What the task requires: Copy every line of the records below that contains the word "skin".

Begin Excerpted records

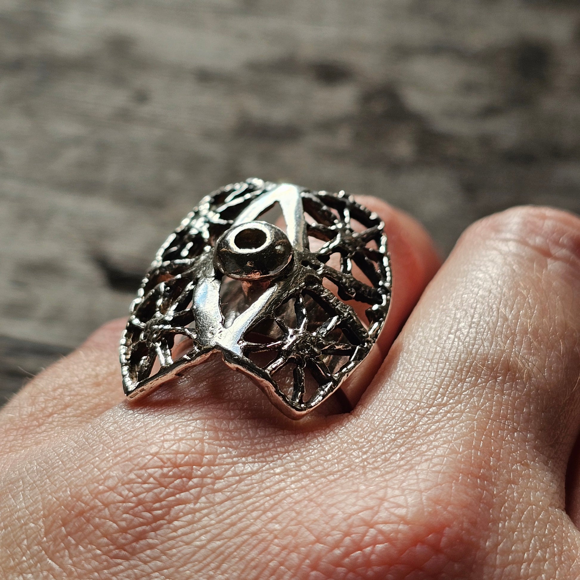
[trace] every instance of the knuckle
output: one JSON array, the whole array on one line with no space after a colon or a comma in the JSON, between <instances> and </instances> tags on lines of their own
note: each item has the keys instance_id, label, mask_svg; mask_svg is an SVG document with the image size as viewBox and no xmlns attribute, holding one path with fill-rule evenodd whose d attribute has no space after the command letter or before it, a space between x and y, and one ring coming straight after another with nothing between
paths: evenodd
<instances>
[{"instance_id":1,"label":"knuckle","mask_svg":"<svg viewBox=\"0 0 580 580\"><path fill-rule=\"evenodd\" d=\"M580 217L553 208L520 206L476 222L466 232L476 243L481 238L506 251L522 249L535 256L580 268Z\"/></svg>"}]
</instances>

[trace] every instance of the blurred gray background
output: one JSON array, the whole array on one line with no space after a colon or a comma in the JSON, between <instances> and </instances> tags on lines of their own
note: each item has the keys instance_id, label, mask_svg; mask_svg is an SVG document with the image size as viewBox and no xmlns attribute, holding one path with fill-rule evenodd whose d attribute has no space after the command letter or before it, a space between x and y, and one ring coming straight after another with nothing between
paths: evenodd
<instances>
[{"instance_id":1,"label":"blurred gray background","mask_svg":"<svg viewBox=\"0 0 580 580\"><path fill-rule=\"evenodd\" d=\"M580 211L579 72L578 0L0 0L0 398L232 181L379 195L444 252Z\"/></svg>"}]
</instances>

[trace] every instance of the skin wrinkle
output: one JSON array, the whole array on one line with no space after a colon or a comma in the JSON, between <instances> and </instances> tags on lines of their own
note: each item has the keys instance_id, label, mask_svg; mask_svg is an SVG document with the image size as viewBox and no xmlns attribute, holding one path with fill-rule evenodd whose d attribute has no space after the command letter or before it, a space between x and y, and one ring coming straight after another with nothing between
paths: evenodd
<instances>
[{"instance_id":1,"label":"skin wrinkle","mask_svg":"<svg viewBox=\"0 0 580 580\"><path fill-rule=\"evenodd\" d=\"M572 300L559 310L545 293L550 277L564 289L572 278L548 276L523 246L499 259L490 225L464 237L350 416L277 428L225 390L209 396L208 379L191 401L122 405L68 432L56 452L44 443L11 459L10 477L39 482L25 503L39 502L52 526L45 551L71 563L67 575L95 580L578 576L556 443L578 427L579 325ZM474 277L482 264L502 275ZM557 416L565 424L543 430ZM17 528L5 501L0 517ZM129 538L142 542L133 557ZM10 541L0 534L0 553ZM47 564L37 557L39 577Z\"/></svg>"}]
</instances>

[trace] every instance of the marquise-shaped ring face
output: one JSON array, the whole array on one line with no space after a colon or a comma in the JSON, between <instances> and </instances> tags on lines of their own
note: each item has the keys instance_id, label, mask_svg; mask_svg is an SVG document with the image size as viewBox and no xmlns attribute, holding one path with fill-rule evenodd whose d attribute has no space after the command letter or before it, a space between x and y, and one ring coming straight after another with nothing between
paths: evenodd
<instances>
[{"instance_id":1,"label":"marquise-shaped ring face","mask_svg":"<svg viewBox=\"0 0 580 580\"><path fill-rule=\"evenodd\" d=\"M132 304L120 351L125 394L142 396L218 352L283 413L303 416L383 327L383 225L344 192L248 179L205 197L157 252Z\"/></svg>"}]
</instances>

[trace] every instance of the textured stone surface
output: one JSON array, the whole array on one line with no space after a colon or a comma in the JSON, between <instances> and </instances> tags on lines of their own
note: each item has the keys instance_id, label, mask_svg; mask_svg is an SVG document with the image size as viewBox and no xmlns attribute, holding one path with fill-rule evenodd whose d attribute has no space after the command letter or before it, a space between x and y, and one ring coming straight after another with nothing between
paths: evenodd
<instances>
[{"instance_id":1,"label":"textured stone surface","mask_svg":"<svg viewBox=\"0 0 580 580\"><path fill-rule=\"evenodd\" d=\"M580 211L579 71L571 0L4 0L5 384L124 316L229 182L374 194L445 252L513 204Z\"/></svg>"}]
</instances>

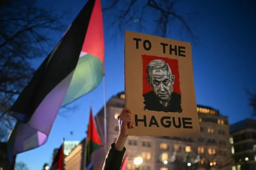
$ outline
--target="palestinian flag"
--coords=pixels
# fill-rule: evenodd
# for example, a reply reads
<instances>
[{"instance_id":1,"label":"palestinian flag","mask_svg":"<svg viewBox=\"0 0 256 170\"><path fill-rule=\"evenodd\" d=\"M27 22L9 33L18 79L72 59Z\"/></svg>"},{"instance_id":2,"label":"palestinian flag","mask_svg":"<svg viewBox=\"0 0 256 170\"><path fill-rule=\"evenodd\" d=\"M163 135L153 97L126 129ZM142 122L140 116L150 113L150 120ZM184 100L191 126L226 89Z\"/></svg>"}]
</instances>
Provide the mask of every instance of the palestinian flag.
<instances>
[{"instance_id":1,"label":"palestinian flag","mask_svg":"<svg viewBox=\"0 0 256 170\"><path fill-rule=\"evenodd\" d=\"M50 170L63 170L64 165L64 154L63 153L63 144L62 144L54 158Z\"/></svg>"},{"instance_id":2,"label":"palestinian flag","mask_svg":"<svg viewBox=\"0 0 256 170\"><path fill-rule=\"evenodd\" d=\"M11 108L18 121L8 139L9 154L46 142L60 108L99 85L104 59L100 1L88 0Z\"/></svg>"},{"instance_id":3,"label":"palestinian flag","mask_svg":"<svg viewBox=\"0 0 256 170\"><path fill-rule=\"evenodd\" d=\"M127 154L125 155L124 159L123 160L123 162L122 163L122 165L121 166L121 168L120 168L120 170L126 170L126 166L127 166L127 162L128 161L128 155Z\"/></svg>"},{"instance_id":4,"label":"palestinian flag","mask_svg":"<svg viewBox=\"0 0 256 170\"><path fill-rule=\"evenodd\" d=\"M86 145L84 161L85 169L93 170L92 158L93 152L102 147L103 145L100 139L99 135L97 132L91 108L90 111Z\"/></svg>"}]
</instances>

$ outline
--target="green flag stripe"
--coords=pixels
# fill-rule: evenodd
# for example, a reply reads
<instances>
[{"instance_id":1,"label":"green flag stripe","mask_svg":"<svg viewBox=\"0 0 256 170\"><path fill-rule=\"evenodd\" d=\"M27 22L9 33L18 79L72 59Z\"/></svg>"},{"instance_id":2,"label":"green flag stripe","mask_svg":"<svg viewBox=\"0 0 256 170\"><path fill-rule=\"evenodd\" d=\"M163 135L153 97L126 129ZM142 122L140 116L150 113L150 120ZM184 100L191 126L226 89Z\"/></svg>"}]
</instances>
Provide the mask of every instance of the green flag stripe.
<instances>
[{"instance_id":1,"label":"green flag stripe","mask_svg":"<svg viewBox=\"0 0 256 170\"><path fill-rule=\"evenodd\" d=\"M103 76L103 64L98 57L89 54L80 57L62 106L93 90Z\"/></svg>"},{"instance_id":2,"label":"green flag stripe","mask_svg":"<svg viewBox=\"0 0 256 170\"><path fill-rule=\"evenodd\" d=\"M85 161L86 162L86 167L87 167L92 162L92 156L93 152L99 148L102 147L102 145L94 143L89 139L88 139L87 142L87 144L85 152L86 156L85 156L86 159Z\"/></svg>"}]
</instances>

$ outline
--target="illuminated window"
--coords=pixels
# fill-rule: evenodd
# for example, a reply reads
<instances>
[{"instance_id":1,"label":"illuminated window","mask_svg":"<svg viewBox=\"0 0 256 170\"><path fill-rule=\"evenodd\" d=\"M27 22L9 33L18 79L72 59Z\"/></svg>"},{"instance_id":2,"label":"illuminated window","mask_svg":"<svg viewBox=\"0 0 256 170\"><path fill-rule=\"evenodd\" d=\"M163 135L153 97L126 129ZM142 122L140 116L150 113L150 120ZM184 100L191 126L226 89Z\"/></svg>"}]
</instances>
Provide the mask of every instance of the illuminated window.
<instances>
[{"instance_id":1,"label":"illuminated window","mask_svg":"<svg viewBox=\"0 0 256 170\"><path fill-rule=\"evenodd\" d=\"M118 117L119 115L119 113L116 113L115 114L115 119L117 119L117 117Z\"/></svg>"},{"instance_id":2,"label":"illuminated window","mask_svg":"<svg viewBox=\"0 0 256 170\"><path fill-rule=\"evenodd\" d=\"M167 143L160 143L160 148L161 149L167 149Z\"/></svg>"},{"instance_id":3,"label":"illuminated window","mask_svg":"<svg viewBox=\"0 0 256 170\"><path fill-rule=\"evenodd\" d=\"M200 159L198 162L199 164L204 164L204 160L203 159Z\"/></svg>"},{"instance_id":4,"label":"illuminated window","mask_svg":"<svg viewBox=\"0 0 256 170\"><path fill-rule=\"evenodd\" d=\"M125 98L125 95L124 94L121 94L120 95L120 98L122 99L124 99Z\"/></svg>"},{"instance_id":5,"label":"illuminated window","mask_svg":"<svg viewBox=\"0 0 256 170\"><path fill-rule=\"evenodd\" d=\"M229 142L230 144L233 144L234 143L234 140L233 140L233 138L229 138Z\"/></svg>"},{"instance_id":6,"label":"illuminated window","mask_svg":"<svg viewBox=\"0 0 256 170\"><path fill-rule=\"evenodd\" d=\"M212 134L213 134L214 133L214 130L213 130L213 128L212 128L212 129L211 129L211 133L212 133Z\"/></svg>"},{"instance_id":7,"label":"illuminated window","mask_svg":"<svg viewBox=\"0 0 256 170\"><path fill-rule=\"evenodd\" d=\"M150 152L147 153L147 157L146 158L147 160L149 160L151 158L151 153Z\"/></svg>"},{"instance_id":8,"label":"illuminated window","mask_svg":"<svg viewBox=\"0 0 256 170\"><path fill-rule=\"evenodd\" d=\"M211 110L210 111L210 113L211 115L215 115L216 113L216 111L212 110Z\"/></svg>"},{"instance_id":9,"label":"illuminated window","mask_svg":"<svg viewBox=\"0 0 256 170\"><path fill-rule=\"evenodd\" d=\"M161 159L163 162L165 160L168 160L168 154L166 152L163 153Z\"/></svg>"},{"instance_id":10,"label":"illuminated window","mask_svg":"<svg viewBox=\"0 0 256 170\"><path fill-rule=\"evenodd\" d=\"M128 170L133 169L133 167L131 164L127 164L127 169Z\"/></svg>"},{"instance_id":11,"label":"illuminated window","mask_svg":"<svg viewBox=\"0 0 256 170\"><path fill-rule=\"evenodd\" d=\"M237 166L237 170L241 170L241 165L238 165Z\"/></svg>"},{"instance_id":12,"label":"illuminated window","mask_svg":"<svg viewBox=\"0 0 256 170\"><path fill-rule=\"evenodd\" d=\"M210 155L214 154L216 153L215 149L212 148L208 148L208 153Z\"/></svg>"},{"instance_id":13,"label":"illuminated window","mask_svg":"<svg viewBox=\"0 0 256 170\"><path fill-rule=\"evenodd\" d=\"M199 154L203 154L204 152L204 148L203 147L198 147L198 152Z\"/></svg>"},{"instance_id":14,"label":"illuminated window","mask_svg":"<svg viewBox=\"0 0 256 170\"><path fill-rule=\"evenodd\" d=\"M207 132L208 132L208 133L211 132L211 128L208 128L208 130L207 130Z\"/></svg>"},{"instance_id":15,"label":"illuminated window","mask_svg":"<svg viewBox=\"0 0 256 170\"><path fill-rule=\"evenodd\" d=\"M214 130L213 128L208 128L207 132L209 133L212 133L213 134L214 133Z\"/></svg>"},{"instance_id":16,"label":"illuminated window","mask_svg":"<svg viewBox=\"0 0 256 170\"><path fill-rule=\"evenodd\" d=\"M191 147L188 146L187 146L185 147L185 151L186 152L191 152Z\"/></svg>"},{"instance_id":17,"label":"illuminated window","mask_svg":"<svg viewBox=\"0 0 256 170\"><path fill-rule=\"evenodd\" d=\"M174 150L180 150L180 146L179 145L177 145L176 144L174 144L174 146L173 146L173 148Z\"/></svg>"},{"instance_id":18,"label":"illuminated window","mask_svg":"<svg viewBox=\"0 0 256 170\"><path fill-rule=\"evenodd\" d=\"M232 153L232 154L235 153L235 149L233 146L231 146L231 153Z\"/></svg>"},{"instance_id":19,"label":"illuminated window","mask_svg":"<svg viewBox=\"0 0 256 170\"><path fill-rule=\"evenodd\" d=\"M144 159L149 160L151 158L151 154L150 152L143 152L141 154L141 157Z\"/></svg>"}]
</instances>

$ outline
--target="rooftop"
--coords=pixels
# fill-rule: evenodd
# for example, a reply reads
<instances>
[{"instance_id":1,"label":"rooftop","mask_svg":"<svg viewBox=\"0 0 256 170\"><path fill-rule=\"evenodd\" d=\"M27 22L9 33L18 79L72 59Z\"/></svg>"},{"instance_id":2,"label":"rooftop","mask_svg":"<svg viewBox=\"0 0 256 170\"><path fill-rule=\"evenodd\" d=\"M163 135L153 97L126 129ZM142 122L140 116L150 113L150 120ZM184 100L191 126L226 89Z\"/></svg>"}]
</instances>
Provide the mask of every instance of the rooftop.
<instances>
[{"instance_id":1,"label":"rooftop","mask_svg":"<svg viewBox=\"0 0 256 170\"><path fill-rule=\"evenodd\" d=\"M256 129L255 125L256 120L247 119L231 125L230 127L230 132L232 134L248 128Z\"/></svg>"}]
</instances>

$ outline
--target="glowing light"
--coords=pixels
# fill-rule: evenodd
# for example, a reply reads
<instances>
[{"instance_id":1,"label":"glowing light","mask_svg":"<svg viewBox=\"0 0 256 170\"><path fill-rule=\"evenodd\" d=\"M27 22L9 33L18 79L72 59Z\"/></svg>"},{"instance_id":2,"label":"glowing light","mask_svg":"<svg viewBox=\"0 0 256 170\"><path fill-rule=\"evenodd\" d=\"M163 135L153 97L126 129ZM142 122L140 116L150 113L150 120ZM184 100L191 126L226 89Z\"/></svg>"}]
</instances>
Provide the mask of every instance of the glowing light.
<instances>
[{"instance_id":1,"label":"glowing light","mask_svg":"<svg viewBox=\"0 0 256 170\"><path fill-rule=\"evenodd\" d=\"M139 165L142 163L143 162L143 160L142 158L140 157L137 157L137 158L135 158L134 160L133 161L134 164L136 165Z\"/></svg>"}]
</instances>

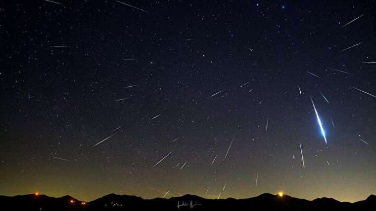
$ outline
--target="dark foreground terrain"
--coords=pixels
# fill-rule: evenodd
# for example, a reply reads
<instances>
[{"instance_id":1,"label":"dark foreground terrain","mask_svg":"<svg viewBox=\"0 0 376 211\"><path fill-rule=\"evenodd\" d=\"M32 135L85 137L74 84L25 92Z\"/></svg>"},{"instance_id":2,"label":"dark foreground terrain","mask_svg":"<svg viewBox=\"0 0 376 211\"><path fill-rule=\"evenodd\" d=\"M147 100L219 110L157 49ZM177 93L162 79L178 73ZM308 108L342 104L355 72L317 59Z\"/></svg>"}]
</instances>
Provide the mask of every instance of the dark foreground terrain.
<instances>
[{"instance_id":1,"label":"dark foreground terrain","mask_svg":"<svg viewBox=\"0 0 376 211\"><path fill-rule=\"evenodd\" d=\"M0 196L2 211L106 211L106 210L237 210L247 211L375 211L376 196L354 203L322 198L308 201L287 195L264 194L245 199L207 199L191 195L170 199L143 199L114 194L90 202L69 196L60 198L35 194L13 197Z\"/></svg>"}]
</instances>

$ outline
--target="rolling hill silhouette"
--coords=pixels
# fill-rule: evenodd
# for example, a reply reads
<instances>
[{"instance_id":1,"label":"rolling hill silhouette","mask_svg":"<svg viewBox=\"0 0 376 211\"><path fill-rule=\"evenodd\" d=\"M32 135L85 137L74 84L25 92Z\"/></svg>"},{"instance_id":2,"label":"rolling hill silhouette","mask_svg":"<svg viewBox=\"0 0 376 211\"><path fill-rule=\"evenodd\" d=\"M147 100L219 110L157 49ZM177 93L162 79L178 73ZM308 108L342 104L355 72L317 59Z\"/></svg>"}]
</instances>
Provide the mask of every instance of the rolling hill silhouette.
<instances>
[{"instance_id":1,"label":"rolling hill silhouette","mask_svg":"<svg viewBox=\"0 0 376 211\"><path fill-rule=\"evenodd\" d=\"M284 195L269 193L243 199L208 199L190 194L169 199L143 199L135 196L111 194L90 202L70 196L60 198L29 194L13 197L0 196L1 210L106 211L106 210L252 210L252 211L373 211L376 196L351 203L332 198L309 201Z\"/></svg>"}]
</instances>

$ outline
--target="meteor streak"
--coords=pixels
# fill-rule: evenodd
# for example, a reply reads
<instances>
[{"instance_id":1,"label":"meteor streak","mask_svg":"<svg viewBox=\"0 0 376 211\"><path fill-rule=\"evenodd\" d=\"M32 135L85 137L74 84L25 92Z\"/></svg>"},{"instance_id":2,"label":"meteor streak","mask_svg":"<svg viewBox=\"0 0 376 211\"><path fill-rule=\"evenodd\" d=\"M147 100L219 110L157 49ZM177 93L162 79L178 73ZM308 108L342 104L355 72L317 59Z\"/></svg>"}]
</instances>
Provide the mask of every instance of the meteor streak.
<instances>
[{"instance_id":1,"label":"meteor streak","mask_svg":"<svg viewBox=\"0 0 376 211\"><path fill-rule=\"evenodd\" d=\"M113 134L111 135L111 136L109 136L108 137L107 137L107 138L105 138L105 139L103 139L103 140L102 140L102 141L99 141L99 142L98 142L96 143L96 144L95 144L94 145L94 146L92 146L92 147L94 147L94 146L96 146L97 145L99 144L99 143L101 143L101 142L102 142L104 141L105 141L107 140L107 139L108 139L110 138L111 137L112 137L112 136L114 135L115 134L116 134L116 133L114 133L114 134Z\"/></svg>"},{"instance_id":2,"label":"meteor streak","mask_svg":"<svg viewBox=\"0 0 376 211\"><path fill-rule=\"evenodd\" d=\"M319 126L320 128L320 130L321 131L321 134L323 135L323 137L324 137L324 139L325 140L325 143L328 143L328 141L327 141L327 137L325 136L325 131L324 130L324 128L323 127L323 124L321 123L321 120L320 120L320 117L319 116L319 113L317 112L317 110L316 110L316 107L315 106L315 104L313 103L313 100L312 100L312 98L310 97L310 98L311 98L311 102L312 102L312 106L313 106L313 109L315 110L315 113L316 114L316 118L317 118L317 122L319 123Z\"/></svg>"},{"instance_id":3,"label":"meteor streak","mask_svg":"<svg viewBox=\"0 0 376 211\"><path fill-rule=\"evenodd\" d=\"M329 103L329 101L328 101L328 99L324 95L324 94L323 94L323 93L321 92L320 92L320 91L319 91L319 92L320 92L320 94L321 94L321 96L323 96L323 98L324 98L324 100L325 100L325 101L327 102L327 103Z\"/></svg>"},{"instance_id":4,"label":"meteor streak","mask_svg":"<svg viewBox=\"0 0 376 211\"><path fill-rule=\"evenodd\" d=\"M373 95L373 94L370 94L370 93L369 93L368 92L365 92L365 91L363 91L363 90L360 90L360 89L358 89L358 88L357 88L354 87L353 87L353 86L352 86L351 87L352 87L352 88L354 88L354 89L356 89L356 90L357 90L360 91L361 92L363 92L363 93L364 93L367 94L367 95L368 95L371 96L372 96L372 97L374 97L374 98L376 98L376 96L375 96L375 95Z\"/></svg>"},{"instance_id":5,"label":"meteor streak","mask_svg":"<svg viewBox=\"0 0 376 211\"><path fill-rule=\"evenodd\" d=\"M231 141L231 143L230 144L230 146L229 146L229 148L227 149L227 152L226 152L226 155L225 155L225 158L223 159L223 160L225 160L225 159L226 159L226 157L227 157L227 154L229 153L229 151L230 151L230 148L231 148L231 145L233 145L233 141L234 141L234 139L235 138L235 135L234 136L234 137L233 137L233 140Z\"/></svg>"},{"instance_id":6,"label":"meteor streak","mask_svg":"<svg viewBox=\"0 0 376 211\"><path fill-rule=\"evenodd\" d=\"M360 44L362 44L362 43L363 43L363 42L359 42L359 43L358 43L358 44L355 44L355 45L351 45L351 46L349 47L348 48L345 48L344 49L343 49L343 50L341 50L341 51L340 51L340 52L343 52L343 51L345 51L345 50L348 50L348 49L350 49L350 48L353 48L353 47L355 47L355 46L358 46L358 45L359 45Z\"/></svg>"},{"instance_id":7,"label":"meteor streak","mask_svg":"<svg viewBox=\"0 0 376 211\"><path fill-rule=\"evenodd\" d=\"M64 5L64 4L63 4L62 3L59 3L58 2L56 2L56 1L53 1L51 0L46 0L46 1L48 1L48 2L50 2L51 3L55 3L56 4Z\"/></svg>"},{"instance_id":8,"label":"meteor streak","mask_svg":"<svg viewBox=\"0 0 376 211\"><path fill-rule=\"evenodd\" d=\"M69 160L67 160L66 159L61 158L59 158L59 157L58 157L52 156L52 157L53 157L53 158L55 158L55 159L57 159L58 160L63 160L64 161L70 161Z\"/></svg>"},{"instance_id":9,"label":"meteor streak","mask_svg":"<svg viewBox=\"0 0 376 211\"><path fill-rule=\"evenodd\" d=\"M157 165L158 164L159 164L159 163L160 163L162 161L163 161L163 160L164 160L165 158L166 158L166 157L167 157L167 156L168 156L169 155L170 155L170 154L171 154L172 152L172 151L171 151L171 152L170 152L169 153L167 154L167 155L166 155L165 156L163 157L163 158L162 158L158 162L158 163L156 163L155 165L154 165L154 166L153 166L152 168L155 167L156 165Z\"/></svg>"},{"instance_id":10,"label":"meteor streak","mask_svg":"<svg viewBox=\"0 0 376 211\"><path fill-rule=\"evenodd\" d=\"M339 70L333 69L330 68L328 68L328 69L330 69L332 70L336 71L337 72L343 72L344 73L348 74L349 75L352 75L352 73L350 73L350 72L345 72L344 71L340 70Z\"/></svg>"},{"instance_id":11,"label":"meteor streak","mask_svg":"<svg viewBox=\"0 0 376 211\"><path fill-rule=\"evenodd\" d=\"M212 95L211 96L210 96L210 98L211 98L212 97L214 97L214 96L215 96L216 95L218 95L218 94L219 94L219 93L220 93L221 92L222 92L222 91L223 91L223 90L224 90L224 89L223 89L223 90L222 90L220 91L219 92L217 92L217 93L215 93L214 94Z\"/></svg>"},{"instance_id":12,"label":"meteor streak","mask_svg":"<svg viewBox=\"0 0 376 211\"><path fill-rule=\"evenodd\" d=\"M127 99L129 99L129 98L122 98L122 99L117 99L117 100L115 100L115 101L124 101L124 100L127 100Z\"/></svg>"},{"instance_id":13,"label":"meteor streak","mask_svg":"<svg viewBox=\"0 0 376 211\"><path fill-rule=\"evenodd\" d=\"M314 76L315 77L318 77L319 78L321 79L321 77L320 76L319 76L319 75L317 75L317 74L314 74L314 73L312 73L312 72L310 72L309 71L307 71L306 72L308 72L308 73L310 73L310 74L311 74L311 75Z\"/></svg>"},{"instance_id":14,"label":"meteor streak","mask_svg":"<svg viewBox=\"0 0 376 211\"><path fill-rule=\"evenodd\" d=\"M215 159L216 159L216 158L217 158L217 155L218 155L218 154L215 155L215 157L214 157L214 159L213 159L213 161L212 161L212 164L210 164L210 166L213 166L213 164L214 163L214 161L215 161Z\"/></svg>"},{"instance_id":15,"label":"meteor streak","mask_svg":"<svg viewBox=\"0 0 376 211\"><path fill-rule=\"evenodd\" d=\"M187 162L188 162L188 161L186 161L186 162L185 162L185 163L184 163L184 164L183 164L183 166L182 166L182 167L180 167L180 169L183 169L183 168L184 168L184 166L185 166L185 165L186 165L186 164L187 164Z\"/></svg>"},{"instance_id":16,"label":"meteor streak","mask_svg":"<svg viewBox=\"0 0 376 211\"><path fill-rule=\"evenodd\" d=\"M342 26L342 27L341 27L341 28L343 28L343 27L345 27L345 26L347 26L348 25L349 25L349 24L351 24L351 23L352 23L352 22L353 22L355 21L356 20L358 20L358 19L360 18L361 18L362 16L363 16L363 15L364 15L364 14L362 14L362 15L361 15L360 16L359 16L359 17L357 17L357 18L355 18L355 19L354 19L354 20L352 20L352 21L349 21L349 22L347 22L347 24L346 24L344 25L343 25L343 26Z\"/></svg>"},{"instance_id":17,"label":"meteor streak","mask_svg":"<svg viewBox=\"0 0 376 211\"><path fill-rule=\"evenodd\" d=\"M157 115L156 116L154 116L154 117L153 117L152 118L151 118L151 119L155 119L155 118L156 118L158 117L158 116L160 116L160 115L161 115L161 114L158 114L158 115Z\"/></svg>"},{"instance_id":18,"label":"meteor streak","mask_svg":"<svg viewBox=\"0 0 376 211\"><path fill-rule=\"evenodd\" d=\"M115 1L116 1L116 2L118 2L118 3L121 3L121 4L123 4L126 5L127 5L127 6L130 6L131 7L133 7L133 8L134 8L135 9L138 9L138 10L141 10L141 11L142 11L142 12L148 12L148 13L149 12L147 11L146 10L143 10L143 9L140 9L140 8L138 8L138 7L135 7L135 6L132 6L132 5L131 5L131 4L127 4L127 3L125 3L123 2L121 2L121 1L118 1L118 0L115 0Z\"/></svg>"},{"instance_id":19,"label":"meteor streak","mask_svg":"<svg viewBox=\"0 0 376 211\"><path fill-rule=\"evenodd\" d=\"M303 163L303 168L305 168L305 166L304 165L304 158L303 157L303 150L302 150L302 144L300 143L300 142L299 142L299 145L300 145L300 154L302 155L302 162Z\"/></svg>"}]
</instances>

End Excerpted records

Complete output:
[trace] every instance of the skin wrinkle
[{"instance_id":1,"label":"skin wrinkle","mask_svg":"<svg viewBox=\"0 0 580 580\"><path fill-rule=\"evenodd\" d=\"M572 300L559 310L545 293L550 277L564 289L572 278L548 276L523 246L499 259L490 225L464 237L350 416L277 428L225 390L209 396L208 379L191 401L122 405L68 432L56 452L44 443L11 459L10 477L39 482L25 503L39 502L52 526L45 551L71 563L67 575L95 580L578 576L556 443L578 427L579 325ZM474 277L482 264L502 275ZM557 416L565 424L543 430ZM17 528L5 501L0 517ZM129 538L142 542L133 557ZM10 541L0 534L0 553ZM47 564L37 557L39 577Z\"/></svg>"}]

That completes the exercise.